EDITORIAL: Help families affected by dementia care for loved ones

Sep. 25—Millions of Americans are familiar with the ordeal that actor/comedian Seth Rogen's family faced when his mother-in-law was afflicted with early-onset Alzheimer's disease.

The difference between Rogen and most other Americans is that he could afford to pay for home health care out of pocket.

"The only way that it was remotely manageable is that I have an incredibly high-paying job," he said in a recent meeting with U.S. Sen. Bob Casey of Scranton. "If that wasn't the case, it would have completely destroyed our family's ability to do any of the things we consider normal."

Rogen and his wife, Laura Miller Rogen, formed Hilarity for Charity, a foundation that raises money for brain research and provides grants to families to pay between three and six months of home care for Alzheimer's patients. It funded 259 such grants in 2021.

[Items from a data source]
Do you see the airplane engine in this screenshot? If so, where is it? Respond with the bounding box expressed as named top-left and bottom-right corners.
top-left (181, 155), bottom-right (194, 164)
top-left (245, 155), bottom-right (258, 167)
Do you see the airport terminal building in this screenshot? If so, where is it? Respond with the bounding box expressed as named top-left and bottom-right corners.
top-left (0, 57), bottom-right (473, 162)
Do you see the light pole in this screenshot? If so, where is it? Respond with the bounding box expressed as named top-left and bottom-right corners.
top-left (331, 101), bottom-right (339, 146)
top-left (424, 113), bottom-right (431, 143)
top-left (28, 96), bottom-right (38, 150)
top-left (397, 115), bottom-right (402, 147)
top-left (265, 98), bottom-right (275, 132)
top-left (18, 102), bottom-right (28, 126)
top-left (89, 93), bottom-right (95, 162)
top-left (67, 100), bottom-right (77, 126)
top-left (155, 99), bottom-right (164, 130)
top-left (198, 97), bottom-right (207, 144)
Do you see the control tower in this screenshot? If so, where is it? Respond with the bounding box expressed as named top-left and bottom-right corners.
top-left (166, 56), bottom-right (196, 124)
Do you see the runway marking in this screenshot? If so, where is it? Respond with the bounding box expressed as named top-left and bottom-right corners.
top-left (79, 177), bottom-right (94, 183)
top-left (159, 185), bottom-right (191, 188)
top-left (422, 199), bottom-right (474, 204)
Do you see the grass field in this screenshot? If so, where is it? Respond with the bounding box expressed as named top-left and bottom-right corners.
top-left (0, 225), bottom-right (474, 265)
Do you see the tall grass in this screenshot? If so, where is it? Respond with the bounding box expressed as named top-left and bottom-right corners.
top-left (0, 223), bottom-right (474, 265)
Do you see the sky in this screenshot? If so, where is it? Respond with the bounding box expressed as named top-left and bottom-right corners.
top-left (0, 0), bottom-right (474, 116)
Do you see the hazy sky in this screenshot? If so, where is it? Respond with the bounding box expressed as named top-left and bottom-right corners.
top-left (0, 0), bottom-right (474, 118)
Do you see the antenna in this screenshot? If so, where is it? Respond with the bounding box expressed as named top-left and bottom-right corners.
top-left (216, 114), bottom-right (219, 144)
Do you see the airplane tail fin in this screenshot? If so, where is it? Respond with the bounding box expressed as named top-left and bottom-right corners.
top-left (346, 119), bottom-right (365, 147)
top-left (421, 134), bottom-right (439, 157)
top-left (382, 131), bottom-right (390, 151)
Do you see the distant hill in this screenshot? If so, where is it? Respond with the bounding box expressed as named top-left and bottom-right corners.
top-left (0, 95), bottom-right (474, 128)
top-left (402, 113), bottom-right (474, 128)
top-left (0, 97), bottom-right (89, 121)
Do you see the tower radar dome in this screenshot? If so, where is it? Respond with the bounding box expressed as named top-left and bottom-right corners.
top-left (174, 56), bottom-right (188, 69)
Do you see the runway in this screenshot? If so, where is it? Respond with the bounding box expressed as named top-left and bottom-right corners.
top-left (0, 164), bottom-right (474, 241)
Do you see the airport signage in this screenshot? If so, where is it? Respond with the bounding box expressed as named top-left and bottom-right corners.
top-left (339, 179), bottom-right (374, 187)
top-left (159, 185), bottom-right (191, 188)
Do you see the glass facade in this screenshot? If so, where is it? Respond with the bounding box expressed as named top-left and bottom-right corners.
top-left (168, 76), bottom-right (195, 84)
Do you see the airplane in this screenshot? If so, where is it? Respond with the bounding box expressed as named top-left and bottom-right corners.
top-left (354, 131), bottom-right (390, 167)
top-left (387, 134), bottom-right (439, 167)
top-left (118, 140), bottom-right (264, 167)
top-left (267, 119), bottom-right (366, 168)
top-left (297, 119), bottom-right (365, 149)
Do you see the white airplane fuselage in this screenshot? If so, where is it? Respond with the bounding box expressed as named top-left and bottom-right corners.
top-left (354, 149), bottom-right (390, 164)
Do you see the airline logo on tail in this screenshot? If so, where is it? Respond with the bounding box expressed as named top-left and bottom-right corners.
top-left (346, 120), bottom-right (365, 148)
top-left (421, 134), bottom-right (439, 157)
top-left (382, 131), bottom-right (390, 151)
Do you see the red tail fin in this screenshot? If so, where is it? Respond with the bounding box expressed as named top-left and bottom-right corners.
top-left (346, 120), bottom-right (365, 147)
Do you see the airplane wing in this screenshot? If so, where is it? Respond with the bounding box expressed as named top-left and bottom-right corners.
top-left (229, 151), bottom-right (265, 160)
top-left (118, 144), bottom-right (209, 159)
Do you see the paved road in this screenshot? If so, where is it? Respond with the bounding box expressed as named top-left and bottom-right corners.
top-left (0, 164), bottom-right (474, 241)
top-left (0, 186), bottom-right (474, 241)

▶ **DIRECTIONS FOR THIS TASK**: Continue the editorial on helping families care for relatives with dementia, picking up after its final sentence. The data above has no connection to the editorial.

▶ **RESPONSE BELOW**:
The couple visited Casey, chair of the Senate Committee on Aging, to help promote his Better Care, Better Jobs Act. About 3.5 million families receive some government assistance to provide home care under Medicaid, which is funded by federal and state governments but administered at the state level. Some states severely limit the assistance, so that nationwide about 820,000 are on waiting lists for assistance at home.

Casey's bill would expand Medicaid eligibility. It would provide extra funding to raise the wages of home health aides, who are in short supply partially due to low wages.

Even with wage increases, home care is far less expensive than institutional care. In many cases, it is far better for the patient's well-being and families' peace of mind. Congress should pass the bill to help more families better care for loved ones afflicted with dementia.